◆ **SHORT TASK**: Convert all of the material below into a two-column CSV with the header row instruction,answer. Each row should pair one instruction with its answer, with both fields quoted and any line breaks replaced by spaces.

━━ STORED ROWS

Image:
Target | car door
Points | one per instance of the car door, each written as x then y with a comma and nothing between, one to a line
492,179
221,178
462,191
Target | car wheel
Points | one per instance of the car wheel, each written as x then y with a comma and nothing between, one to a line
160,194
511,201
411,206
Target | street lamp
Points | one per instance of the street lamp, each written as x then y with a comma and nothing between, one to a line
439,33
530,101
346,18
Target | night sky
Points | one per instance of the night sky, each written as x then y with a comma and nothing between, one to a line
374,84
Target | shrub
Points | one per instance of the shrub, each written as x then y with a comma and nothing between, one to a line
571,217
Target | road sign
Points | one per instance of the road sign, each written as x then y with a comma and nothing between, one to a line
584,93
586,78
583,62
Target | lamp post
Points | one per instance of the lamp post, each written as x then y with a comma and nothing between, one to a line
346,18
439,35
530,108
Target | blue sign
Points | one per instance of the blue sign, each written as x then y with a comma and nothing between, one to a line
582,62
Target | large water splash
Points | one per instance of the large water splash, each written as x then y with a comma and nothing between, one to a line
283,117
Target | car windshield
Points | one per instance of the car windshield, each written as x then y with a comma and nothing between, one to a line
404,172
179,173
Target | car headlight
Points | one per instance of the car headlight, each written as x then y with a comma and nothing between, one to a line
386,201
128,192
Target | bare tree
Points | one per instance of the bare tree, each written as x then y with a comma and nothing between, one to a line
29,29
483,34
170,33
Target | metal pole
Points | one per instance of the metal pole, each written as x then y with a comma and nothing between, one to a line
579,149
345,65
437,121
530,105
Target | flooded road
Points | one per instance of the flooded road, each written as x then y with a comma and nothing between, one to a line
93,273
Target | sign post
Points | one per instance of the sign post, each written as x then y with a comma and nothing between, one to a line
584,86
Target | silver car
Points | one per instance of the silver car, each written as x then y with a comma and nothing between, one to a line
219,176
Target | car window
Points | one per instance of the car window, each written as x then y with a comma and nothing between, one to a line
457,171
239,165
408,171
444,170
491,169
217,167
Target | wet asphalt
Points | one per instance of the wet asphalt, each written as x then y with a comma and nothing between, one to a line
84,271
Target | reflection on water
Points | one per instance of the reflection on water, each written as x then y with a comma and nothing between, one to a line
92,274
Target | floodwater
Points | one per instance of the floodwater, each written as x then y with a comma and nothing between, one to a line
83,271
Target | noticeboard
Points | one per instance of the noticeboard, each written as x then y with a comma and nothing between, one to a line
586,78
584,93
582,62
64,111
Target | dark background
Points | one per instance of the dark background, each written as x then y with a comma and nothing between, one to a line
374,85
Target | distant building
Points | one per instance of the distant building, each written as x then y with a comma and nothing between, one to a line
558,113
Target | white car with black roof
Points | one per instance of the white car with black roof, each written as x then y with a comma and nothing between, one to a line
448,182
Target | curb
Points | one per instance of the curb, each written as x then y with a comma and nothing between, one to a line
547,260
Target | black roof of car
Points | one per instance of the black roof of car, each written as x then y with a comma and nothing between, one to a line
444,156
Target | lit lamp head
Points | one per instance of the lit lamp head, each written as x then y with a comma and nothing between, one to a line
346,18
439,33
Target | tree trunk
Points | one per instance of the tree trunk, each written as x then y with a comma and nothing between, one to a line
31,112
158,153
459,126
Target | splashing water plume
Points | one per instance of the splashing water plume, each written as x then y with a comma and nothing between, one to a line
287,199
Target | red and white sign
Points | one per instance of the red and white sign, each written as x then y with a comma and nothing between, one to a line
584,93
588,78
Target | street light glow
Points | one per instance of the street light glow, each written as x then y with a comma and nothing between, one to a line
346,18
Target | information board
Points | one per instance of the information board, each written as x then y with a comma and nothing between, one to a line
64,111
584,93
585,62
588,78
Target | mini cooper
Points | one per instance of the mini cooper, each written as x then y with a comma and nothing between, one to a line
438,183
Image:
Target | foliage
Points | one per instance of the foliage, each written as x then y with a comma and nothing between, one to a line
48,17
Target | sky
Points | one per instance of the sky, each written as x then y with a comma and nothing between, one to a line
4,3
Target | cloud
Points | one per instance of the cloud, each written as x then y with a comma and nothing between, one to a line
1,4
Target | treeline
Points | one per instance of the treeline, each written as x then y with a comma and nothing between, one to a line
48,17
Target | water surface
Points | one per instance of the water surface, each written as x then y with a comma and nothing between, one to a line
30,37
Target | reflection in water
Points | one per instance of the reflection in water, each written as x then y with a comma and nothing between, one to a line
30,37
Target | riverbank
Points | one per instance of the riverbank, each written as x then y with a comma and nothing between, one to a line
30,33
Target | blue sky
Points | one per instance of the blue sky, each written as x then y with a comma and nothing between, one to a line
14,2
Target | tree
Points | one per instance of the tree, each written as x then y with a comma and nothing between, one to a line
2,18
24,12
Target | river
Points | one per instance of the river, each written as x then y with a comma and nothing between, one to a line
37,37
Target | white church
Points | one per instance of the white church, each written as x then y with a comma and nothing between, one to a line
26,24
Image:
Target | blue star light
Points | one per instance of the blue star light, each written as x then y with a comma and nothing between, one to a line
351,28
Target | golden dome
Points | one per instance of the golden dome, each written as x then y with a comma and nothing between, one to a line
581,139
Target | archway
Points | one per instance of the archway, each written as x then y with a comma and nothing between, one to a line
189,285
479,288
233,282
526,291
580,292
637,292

━━━━

◆ **THE ANSWER**:
instruction,answer
"Image: Target | car door Points | one per instance of the car door, each written as x then y with a comma and nothing between, one to a line","492,179 221,178 462,191"
"Target | car wheel Points | one per instance of the car wheel, each written as x then y with a comma and nothing between, one to a line","160,194 511,201 411,206"
"Target | street lamp Points | one per instance of the street lamp, each written as x then y with a comma and nothing between, one to a line","439,33 530,101 346,18"
"Target | night sky Points | one per instance of the night sky, each written as x then y with a comma and nothing between, one to a line","374,84"
"Target | shrub Points | one per instance of the shrub, each written as x then y with a comma and nothing between, one to a line","571,217"
"Target | road sign Points | one per instance of the road sign, each written as x then y with a comma and nothing between, one to a line","584,93 586,78 583,62"
"Target | lamp post Points | one per instance of the lamp post, each written as x then y with a comma and nothing between, one to a line","346,18 439,35 530,108"
"Target | blue sign Points | one per instance of the blue sign, each written as x then y with a comma and nothing between, one to a line","582,62"
"Target | large water splash Points | one per instance of the large water splash, each written as x then y with a comma and nothing between, one to a line","283,117"
"Target | car windshield Points | one per instance of the car windshield, each written as x then y with a comma and nothing between, one to a line","404,172 179,173"
"Target | car headlight Points | one per instance of the car headlight, each written as x then y with a comma and nothing between, one to a line","386,201 128,192"
"Target | bare tree Points | one per instance of the bare tree, each written as x then y with a comma and nothing between, one to a line","29,29 483,34 170,33"
"Target | metal pole Points | one per instance of the metal pole, each written as x then y with a comma and nothing between, one to a line","579,149 345,65 437,121 530,105"
"Target | flooded road Points | one per instance of the flooded road, each written as x then y with a comma and nothing between, one to a line","93,273"
"Target | sign post Points | one per instance of the sign post, each written as x then y with a comma and nothing between, one to a line","584,86"
"Target | silver car Points | one per instance of the silver car, each written as x then y with a comma and nothing between, one to a line","219,176"
"Target | car window Points | one per instance of the car window, each written as x then y with a comma and nothing between, one to a line","457,171 239,165 408,171 444,170 491,169 217,167"
"Target | wet asphalt Points | one per instance of the wet asphalt, each written as x then y with a comma and nothing between, one to a line","84,271"
"Target | reflection on water Points | one per instance of the reflection on water, each written as x then y with a comma and nothing between, one to a line","92,274"
"Target | floodwater Points | one per instance of the floodwater, each written as x then y with a comma and nothing between, one to a line","83,271"
"Target | noticeboard Points | one per instance of the noticeboard, each written as x then y with a comma and nothing between, one to a line","586,78 584,93 582,62 64,111"
"Target | dark background Points | one per instance of the dark background, each written as x then y with a comma and nothing between, one to a line","374,85"
"Target | distant building Points | one per instance of the distant building, each written as x then y with a comma and nothing between, one to a line","558,113"
"Target | white car with black roof Points | one per instance of the white car with black roof, each written as x then y with a comma and nothing between, one to a line","448,182"
"Target | curb Points | one per instance of the curb, each written as x then y with a comma and nothing between, one to a line","547,260"
"Target | black roof of car Points | one per instance of the black roof of car, each written as x then y with a comma and nothing between, one to a line","444,156"
"Target | lit lamp head Points | one per instance of the lit lamp head, each written as x then y with a comma and nothing between, one to a line","346,18 439,33"
"Target | tree trunk Points | one per instance of the tree trunk, each written as x then y with a comma and nothing between, one to a line","31,112 158,153 459,126"
"Target | splashing water plume Points | one per instance of the splashing water plume, each written as x then y with a comma and nothing between, one to a line","287,199"
"Target | red and white sign Points | one per instance of the red and white sign, each written as x then y with a comma and nothing between, one to a line","584,93 588,78"
"Target | street light glow Points | one per instance of the street light glow, each written as x then y with a comma and nothing between, one to a line","346,18"
"Target | information board Points | one per instance of the information board, each written as x then y with a comma and nothing between, one to a line","64,111 584,93 585,62 588,78"
"Target | mini cooper Points | one per instance of the mini cooper, each written as x then y with a comma and nothing between, one to a line","438,183"
"Image: Target | foliage Points | one per instance of the foliage, each written as x then y with a comma and nothing between, one to a line","48,17"
"Target | sky Points | one per instance of the sky, each written as x then y with a comma and nothing between, one to a line","4,3"
"Target | cloud Points | one per instance of the cloud, each written as x then y with a comma and nothing between, one to a line","1,4"
"Target | treeline Points | one per instance of the treeline, each written as x then y with a comma and nothing between, one to a line","48,17"
"Target | water surface Points | one per instance of the water surface, each written as x then y with a comma and nothing between, one to a line","30,37"
"Target | reflection in water Points | one per instance of the reflection in water, each written as x then y with a comma and nothing between, one to a line","30,37"
"Target | riverbank Points | one per instance of the riverbank, each written as x then y with a comma and nothing between, one to a line","30,33"
"Target | blue sky Points | one per instance of the blue sky, each written as x then y with a comma and nothing between, one to a line","14,2"
"Target | tree Points | one per instance of the tree, each written as x then y with a comma and nothing between, one to a line","2,18 24,12"
"Target | river Points | one per instance of the river, each written as x then y with a comma and nothing between, one to a line","37,37"
"Target | white church Points | one per instance of the white church, each written as x then y with a comma and nothing between, one to a line","26,24"
"Image: Target | blue star light Points | one per instance of the blue star light, each written as x then y with a comma and nothing between, one to a line","351,28"
"Target | golden dome Points | one per instance of the golden dome, each written as x then y with a comma and nothing between, one to a line","581,139"
"Target | archway Points | one per instance of the archway, each written as x then y with a comma and nothing between, one to a line","189,285 479,288 233,282 526,291 580,292 637,292"